__The problem__: All lines from the line containing "Exercise. Mark the man in white" up to and including the last line of the listing below should be echoed exactly; no other lines belong in the response.

__Dataset extract__:
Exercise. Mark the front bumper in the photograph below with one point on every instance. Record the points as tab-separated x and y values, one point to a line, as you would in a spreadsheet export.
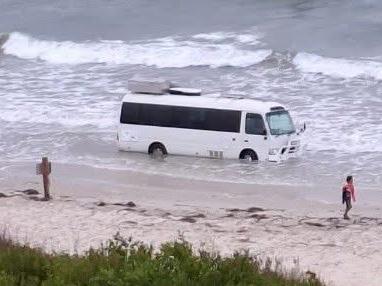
285	152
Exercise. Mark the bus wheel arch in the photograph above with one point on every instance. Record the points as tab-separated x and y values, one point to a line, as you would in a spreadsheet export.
157	147
248	155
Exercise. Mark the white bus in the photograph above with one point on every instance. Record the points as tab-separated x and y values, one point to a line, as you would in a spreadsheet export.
164	120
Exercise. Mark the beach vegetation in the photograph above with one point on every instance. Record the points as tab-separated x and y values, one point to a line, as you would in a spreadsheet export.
122	262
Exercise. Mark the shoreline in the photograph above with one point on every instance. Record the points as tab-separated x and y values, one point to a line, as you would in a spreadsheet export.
221	217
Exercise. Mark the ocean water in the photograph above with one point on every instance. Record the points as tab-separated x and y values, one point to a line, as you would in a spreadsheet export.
65	67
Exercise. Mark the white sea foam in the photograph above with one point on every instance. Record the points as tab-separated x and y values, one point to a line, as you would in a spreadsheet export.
337	67
163	53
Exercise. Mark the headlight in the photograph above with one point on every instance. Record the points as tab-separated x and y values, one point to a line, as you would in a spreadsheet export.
273	151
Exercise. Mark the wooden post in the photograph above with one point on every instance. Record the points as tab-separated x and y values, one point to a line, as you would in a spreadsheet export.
44	169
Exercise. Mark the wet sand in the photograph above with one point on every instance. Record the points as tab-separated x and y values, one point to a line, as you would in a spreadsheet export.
90	205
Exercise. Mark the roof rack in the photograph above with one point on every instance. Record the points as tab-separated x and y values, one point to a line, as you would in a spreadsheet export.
159	87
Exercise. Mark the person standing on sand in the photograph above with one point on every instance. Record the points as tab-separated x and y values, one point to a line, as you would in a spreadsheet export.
348	193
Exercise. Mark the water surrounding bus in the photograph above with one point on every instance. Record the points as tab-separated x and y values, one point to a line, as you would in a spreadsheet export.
65	66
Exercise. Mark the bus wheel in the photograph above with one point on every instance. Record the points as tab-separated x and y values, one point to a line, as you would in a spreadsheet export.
248	155
157	150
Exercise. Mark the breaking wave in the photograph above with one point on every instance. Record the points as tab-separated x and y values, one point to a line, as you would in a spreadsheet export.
163	53
337	67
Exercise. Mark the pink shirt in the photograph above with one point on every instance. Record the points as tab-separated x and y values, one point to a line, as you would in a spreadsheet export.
350	188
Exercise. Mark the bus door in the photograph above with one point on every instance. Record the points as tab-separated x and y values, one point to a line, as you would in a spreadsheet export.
255	134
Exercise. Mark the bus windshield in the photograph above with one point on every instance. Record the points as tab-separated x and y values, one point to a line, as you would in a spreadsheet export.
280	123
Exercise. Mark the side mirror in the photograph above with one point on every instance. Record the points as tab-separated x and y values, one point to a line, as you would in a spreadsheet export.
302	129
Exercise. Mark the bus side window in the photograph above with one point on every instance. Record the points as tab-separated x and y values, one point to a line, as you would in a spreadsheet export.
254	124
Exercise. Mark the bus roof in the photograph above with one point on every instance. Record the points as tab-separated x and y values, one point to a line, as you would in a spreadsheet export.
239	104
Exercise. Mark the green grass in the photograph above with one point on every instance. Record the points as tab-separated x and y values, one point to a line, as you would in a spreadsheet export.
124	262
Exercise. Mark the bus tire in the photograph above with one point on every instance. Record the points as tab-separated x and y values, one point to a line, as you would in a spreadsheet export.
248	155
157	148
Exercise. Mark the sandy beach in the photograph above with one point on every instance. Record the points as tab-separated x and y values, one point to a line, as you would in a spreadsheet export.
90	205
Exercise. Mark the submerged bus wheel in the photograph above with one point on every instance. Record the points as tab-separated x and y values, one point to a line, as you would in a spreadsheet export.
248	155
157	150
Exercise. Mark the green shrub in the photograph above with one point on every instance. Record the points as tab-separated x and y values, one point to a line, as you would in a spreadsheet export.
124	262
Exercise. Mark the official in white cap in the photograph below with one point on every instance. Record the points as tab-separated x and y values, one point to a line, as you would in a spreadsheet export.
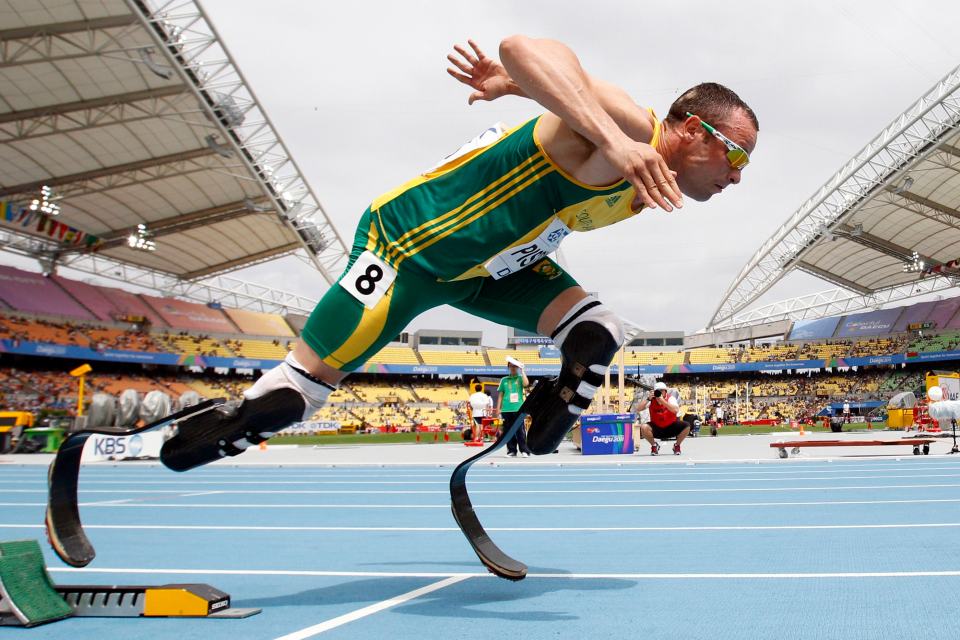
509	399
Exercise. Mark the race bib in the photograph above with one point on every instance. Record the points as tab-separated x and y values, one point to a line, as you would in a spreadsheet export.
484	139
516	258
368	279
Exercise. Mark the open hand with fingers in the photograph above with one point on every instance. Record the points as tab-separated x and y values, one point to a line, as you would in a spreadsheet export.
643	167
485	75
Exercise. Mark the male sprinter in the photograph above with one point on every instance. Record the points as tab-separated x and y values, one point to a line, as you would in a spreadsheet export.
475	233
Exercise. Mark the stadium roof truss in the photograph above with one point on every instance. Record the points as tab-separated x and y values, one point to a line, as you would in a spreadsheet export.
132	112
875	229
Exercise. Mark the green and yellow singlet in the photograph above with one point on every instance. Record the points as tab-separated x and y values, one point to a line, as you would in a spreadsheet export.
492	209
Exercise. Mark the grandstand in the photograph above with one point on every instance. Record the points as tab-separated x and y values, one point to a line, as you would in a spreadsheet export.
198	184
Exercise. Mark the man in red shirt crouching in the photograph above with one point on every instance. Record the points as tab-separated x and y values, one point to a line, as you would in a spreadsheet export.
664	421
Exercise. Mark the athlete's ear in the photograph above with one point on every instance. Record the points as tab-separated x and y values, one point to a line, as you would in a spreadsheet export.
690	126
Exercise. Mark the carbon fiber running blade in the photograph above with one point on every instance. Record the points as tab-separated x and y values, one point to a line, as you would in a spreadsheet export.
496	561
62	520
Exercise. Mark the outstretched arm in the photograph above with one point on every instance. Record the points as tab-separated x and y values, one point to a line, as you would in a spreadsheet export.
490	80
548	72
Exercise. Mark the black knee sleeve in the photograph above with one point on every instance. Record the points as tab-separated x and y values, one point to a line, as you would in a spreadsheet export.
554	405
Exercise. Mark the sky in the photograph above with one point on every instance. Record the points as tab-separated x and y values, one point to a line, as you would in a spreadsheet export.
359	94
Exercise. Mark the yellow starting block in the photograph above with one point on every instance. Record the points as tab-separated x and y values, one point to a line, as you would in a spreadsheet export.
166	601
29	597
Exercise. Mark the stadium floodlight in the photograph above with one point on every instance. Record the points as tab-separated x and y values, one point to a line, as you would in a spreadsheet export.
45	204
221	150
140	239
254	207
915	265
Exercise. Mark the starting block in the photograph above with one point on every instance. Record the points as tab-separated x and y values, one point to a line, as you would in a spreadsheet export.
918	444
29	597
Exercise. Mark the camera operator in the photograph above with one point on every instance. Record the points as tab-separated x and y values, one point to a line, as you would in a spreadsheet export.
664	422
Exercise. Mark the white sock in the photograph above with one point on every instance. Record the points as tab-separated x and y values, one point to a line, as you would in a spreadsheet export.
291	374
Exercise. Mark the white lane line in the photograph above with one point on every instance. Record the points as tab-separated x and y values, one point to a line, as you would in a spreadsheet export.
548	576
512	482
786	527
603	491
617	505
366	611
499	473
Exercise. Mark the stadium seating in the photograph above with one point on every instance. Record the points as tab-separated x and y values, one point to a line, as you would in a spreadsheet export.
396	355
458	357
498	357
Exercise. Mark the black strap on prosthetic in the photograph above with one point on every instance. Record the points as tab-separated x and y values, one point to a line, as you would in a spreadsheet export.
566	323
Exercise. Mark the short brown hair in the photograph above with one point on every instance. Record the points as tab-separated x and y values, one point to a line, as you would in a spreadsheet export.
710	101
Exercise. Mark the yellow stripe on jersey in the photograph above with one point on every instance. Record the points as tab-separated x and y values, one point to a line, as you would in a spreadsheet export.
470	214
439	171
493	205
408	239
368	332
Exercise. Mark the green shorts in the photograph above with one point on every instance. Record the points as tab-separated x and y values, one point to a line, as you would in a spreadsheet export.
346	328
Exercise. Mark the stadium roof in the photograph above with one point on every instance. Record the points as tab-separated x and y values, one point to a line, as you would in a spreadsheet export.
131	113
885	228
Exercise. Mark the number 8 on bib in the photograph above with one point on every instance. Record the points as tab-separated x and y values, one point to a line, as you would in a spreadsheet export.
368	279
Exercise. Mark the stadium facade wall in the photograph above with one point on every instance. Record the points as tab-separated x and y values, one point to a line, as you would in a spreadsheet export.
90	296
33	293
48	350
260	324
189	316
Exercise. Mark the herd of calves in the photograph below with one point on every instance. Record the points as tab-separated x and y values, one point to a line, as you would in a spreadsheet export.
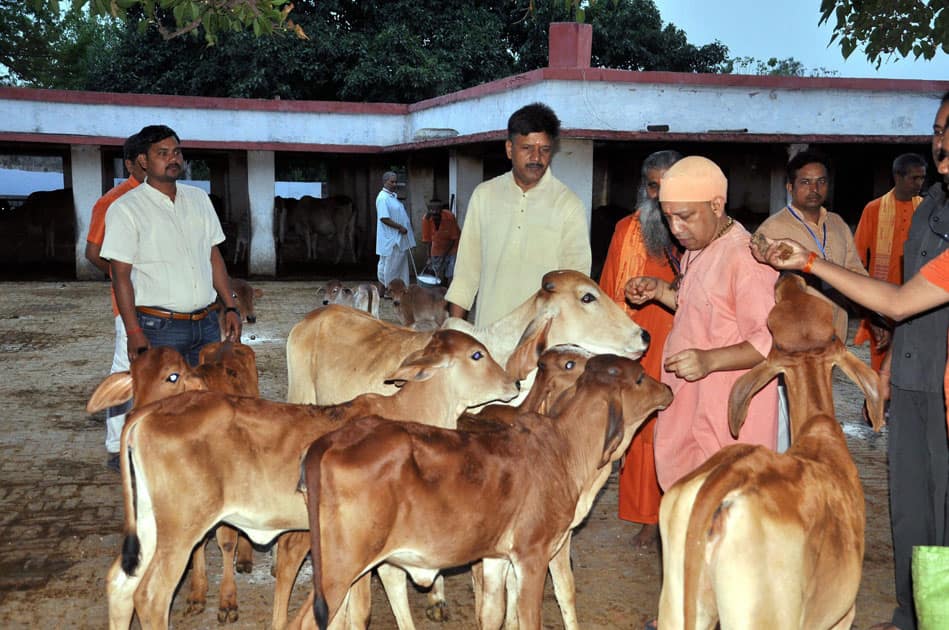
379	462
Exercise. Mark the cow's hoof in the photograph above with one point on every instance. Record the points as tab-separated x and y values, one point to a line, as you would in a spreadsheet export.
225	615
437	612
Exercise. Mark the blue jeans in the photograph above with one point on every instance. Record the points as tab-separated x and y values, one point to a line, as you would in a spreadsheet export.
185	336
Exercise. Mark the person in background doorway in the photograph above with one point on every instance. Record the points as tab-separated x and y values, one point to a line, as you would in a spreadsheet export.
114	416
394	237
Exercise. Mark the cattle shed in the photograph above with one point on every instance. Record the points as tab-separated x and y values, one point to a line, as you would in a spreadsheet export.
444	147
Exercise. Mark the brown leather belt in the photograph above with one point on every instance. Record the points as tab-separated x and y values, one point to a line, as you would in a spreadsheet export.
165	314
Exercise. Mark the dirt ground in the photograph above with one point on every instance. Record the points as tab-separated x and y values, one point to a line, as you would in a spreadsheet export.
61	513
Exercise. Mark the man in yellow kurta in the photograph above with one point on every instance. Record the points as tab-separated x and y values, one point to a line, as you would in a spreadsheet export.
642	246
880	235
519	225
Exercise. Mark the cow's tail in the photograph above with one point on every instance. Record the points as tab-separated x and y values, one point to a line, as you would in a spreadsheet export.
131	546
311	485
707	522
301	371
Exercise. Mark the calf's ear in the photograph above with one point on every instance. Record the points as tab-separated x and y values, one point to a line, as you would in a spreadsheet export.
419	366
867	380
745	387
114	390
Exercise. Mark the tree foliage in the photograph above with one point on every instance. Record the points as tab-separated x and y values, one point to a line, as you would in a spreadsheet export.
386	50
789	67
887	27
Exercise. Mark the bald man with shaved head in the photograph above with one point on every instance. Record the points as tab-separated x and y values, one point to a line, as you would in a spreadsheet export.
721	299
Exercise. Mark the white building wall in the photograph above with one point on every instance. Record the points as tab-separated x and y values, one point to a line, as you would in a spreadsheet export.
573	165
260	191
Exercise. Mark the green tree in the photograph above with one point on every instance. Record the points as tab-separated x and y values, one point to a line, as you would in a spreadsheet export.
887	27
789	67
27	36
627	34
386	50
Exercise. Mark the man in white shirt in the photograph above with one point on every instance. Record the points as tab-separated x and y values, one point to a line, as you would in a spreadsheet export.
161	240
394	237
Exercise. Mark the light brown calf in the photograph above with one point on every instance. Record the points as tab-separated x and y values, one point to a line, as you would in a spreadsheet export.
160	373
323	368
418	307
756	539
377	492
202	457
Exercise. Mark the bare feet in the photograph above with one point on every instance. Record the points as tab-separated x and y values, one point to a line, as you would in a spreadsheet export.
647	537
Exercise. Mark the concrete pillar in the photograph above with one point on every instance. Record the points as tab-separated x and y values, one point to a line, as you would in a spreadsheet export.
465	172
573	165
779	193
260	191
86	175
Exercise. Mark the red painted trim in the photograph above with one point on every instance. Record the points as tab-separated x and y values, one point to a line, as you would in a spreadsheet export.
586	75
651	136
200	102
610	75
489	136
108	141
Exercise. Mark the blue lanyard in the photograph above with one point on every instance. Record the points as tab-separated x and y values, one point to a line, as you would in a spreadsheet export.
821	246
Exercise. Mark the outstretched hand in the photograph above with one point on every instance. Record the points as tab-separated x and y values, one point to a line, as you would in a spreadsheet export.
782	253
642	289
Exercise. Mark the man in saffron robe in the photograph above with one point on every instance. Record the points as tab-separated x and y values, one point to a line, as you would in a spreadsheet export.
642	246
720	326
880	235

__Response for this exercise__:
Exercise. Mark the man in white shirt in the photograph above with one point on every instance. Record the points as tab-separated x and y values, one point to a line, as you would in a spreadsheet export.
161	240
394	237
Exercise. Mark the light brown calf in the photograph above with one point on every instance. Record the points as tab-separated x and y values, one point to a line, as you would in a spreadsheet export.
160	373
323	368
418	307
756	539
377	492
202	457
Exercise. Mark the bare feet in the photograph above with one point on every instance. Record the points as tab-separated x and y values, one point to a line, as you would in a spreadsheet export.
647	537
Exercise. Mark the concrete pillar in the photograph above with one point on every instance. Record the points as tab-separated x and y values, one point to a line, as you would in a spreadsheet export.
465	172
573	165
779	193
260	191
86	175
Exercise. Mark the red painted trim in the photograph above with one point on every instance. Record the points as tab-separated x and y values, one point to a line, as you would in a spreadsheet export.
586	75
651	136
200	102
610	75
489	136
108	141
Exercise. Mark the blue lanyard in the photograph above with one point on every instance. Record the points as tab-separated x and y values, one point to a line, as you would in a spreadsheet export.
821	246
Exercise. Mark the outstretched hand in the photograph above with one point on every instance. Record the points as tab-separated x and y values, one point to a line, as you would in a spreadsheet export.
782	253
642	289
Exercise. Mark the man in saffron robe in the photograph above with one point on every instance. Record the points as tab-separated x and y values, one point to a line, as you would in a spreadsheet export.
642	246
720	326
880	235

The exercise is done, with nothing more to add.